Text for analysis
######
As I explained in today’s sermon, last week was a heavy week—not bad, just heavy. Among other things, a clergy acquaintance, a classmate from seminary who is a few years younger than I am, dropped dead of a heart attack. I went to his funeral on Tuesday. This week also marks the fourth anniversary of my mom’s death. The following is one of my most widely read blog posts, which I wrote after seeing Mom for the last time.
This post was originally published on February 13, 2012.
I said goodbye to Mom for what might be the last time on Saturday. She’s dying. She could live days or weeks—no one knows. But I’m about 10 hours away from her now, so when that moment comes, I will likely miss it.
It’s different from when Dad died. He had terminal cancer, but at least he died at home. As the end was approaching I didn’t have to leave his bedside—at least not for long.
######
Dataset content
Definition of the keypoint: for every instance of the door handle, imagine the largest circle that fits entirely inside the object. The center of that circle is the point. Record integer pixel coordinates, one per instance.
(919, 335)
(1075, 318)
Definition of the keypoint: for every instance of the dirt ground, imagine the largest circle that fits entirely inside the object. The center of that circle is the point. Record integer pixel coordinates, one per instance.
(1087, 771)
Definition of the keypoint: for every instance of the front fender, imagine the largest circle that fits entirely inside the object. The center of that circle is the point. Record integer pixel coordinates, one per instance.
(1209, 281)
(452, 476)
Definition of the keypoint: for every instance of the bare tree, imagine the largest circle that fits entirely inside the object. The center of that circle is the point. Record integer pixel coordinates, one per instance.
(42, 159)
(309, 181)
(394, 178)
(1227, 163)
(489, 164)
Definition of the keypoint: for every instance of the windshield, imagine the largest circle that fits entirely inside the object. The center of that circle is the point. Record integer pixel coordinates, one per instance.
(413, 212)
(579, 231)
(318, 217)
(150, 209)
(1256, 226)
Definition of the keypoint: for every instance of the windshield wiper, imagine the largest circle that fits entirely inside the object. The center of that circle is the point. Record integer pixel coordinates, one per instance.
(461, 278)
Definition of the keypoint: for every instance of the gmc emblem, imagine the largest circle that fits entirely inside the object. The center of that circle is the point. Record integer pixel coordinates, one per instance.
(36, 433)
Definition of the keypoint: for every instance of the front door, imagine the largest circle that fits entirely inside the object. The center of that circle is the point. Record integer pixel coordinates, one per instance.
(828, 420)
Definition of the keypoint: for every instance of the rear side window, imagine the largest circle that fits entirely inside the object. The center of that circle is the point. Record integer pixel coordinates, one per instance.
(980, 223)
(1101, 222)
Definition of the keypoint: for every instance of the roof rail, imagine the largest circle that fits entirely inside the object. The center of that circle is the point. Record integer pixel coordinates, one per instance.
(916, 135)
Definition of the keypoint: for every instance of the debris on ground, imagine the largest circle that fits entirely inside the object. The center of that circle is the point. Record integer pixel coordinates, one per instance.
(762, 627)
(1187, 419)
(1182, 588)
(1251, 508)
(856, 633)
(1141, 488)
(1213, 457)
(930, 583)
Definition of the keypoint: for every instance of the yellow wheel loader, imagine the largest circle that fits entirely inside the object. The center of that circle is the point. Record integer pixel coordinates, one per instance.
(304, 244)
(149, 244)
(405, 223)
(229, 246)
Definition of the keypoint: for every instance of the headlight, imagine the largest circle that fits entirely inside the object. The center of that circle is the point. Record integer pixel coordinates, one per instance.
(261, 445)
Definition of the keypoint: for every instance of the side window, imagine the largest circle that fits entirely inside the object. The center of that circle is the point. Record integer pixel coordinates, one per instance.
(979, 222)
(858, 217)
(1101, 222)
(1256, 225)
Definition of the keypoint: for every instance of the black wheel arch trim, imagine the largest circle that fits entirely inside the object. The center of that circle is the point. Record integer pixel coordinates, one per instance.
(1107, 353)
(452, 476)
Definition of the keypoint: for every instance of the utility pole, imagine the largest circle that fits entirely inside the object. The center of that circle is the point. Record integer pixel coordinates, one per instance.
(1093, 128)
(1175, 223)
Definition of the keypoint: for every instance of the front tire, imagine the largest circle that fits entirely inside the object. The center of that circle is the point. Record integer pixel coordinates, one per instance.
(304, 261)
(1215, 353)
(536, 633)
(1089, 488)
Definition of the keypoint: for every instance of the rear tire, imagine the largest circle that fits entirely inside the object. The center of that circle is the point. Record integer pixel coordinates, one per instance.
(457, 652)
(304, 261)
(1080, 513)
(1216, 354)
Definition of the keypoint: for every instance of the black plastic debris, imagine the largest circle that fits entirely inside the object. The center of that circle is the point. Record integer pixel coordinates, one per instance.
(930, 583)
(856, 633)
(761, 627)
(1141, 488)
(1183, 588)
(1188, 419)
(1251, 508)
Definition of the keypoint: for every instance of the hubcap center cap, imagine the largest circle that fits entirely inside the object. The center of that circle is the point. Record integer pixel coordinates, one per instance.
######
What this exercise asks
1. In the blog post, on what date was the post about Mom first published?
2. Condense the paragraph of the blog post beginning "I said goodbye to Mom" into one or two sentences, keeping its main facts.
The items come from a separate source unrelated to the blog post.

Your responses
1. February 13, 2012.

2. On Saturday the writer said what may have been a final goodbye to Mom, who is dying and could live for days or weeks. The writer is about 10 hours away and will likely miss the moment of her death.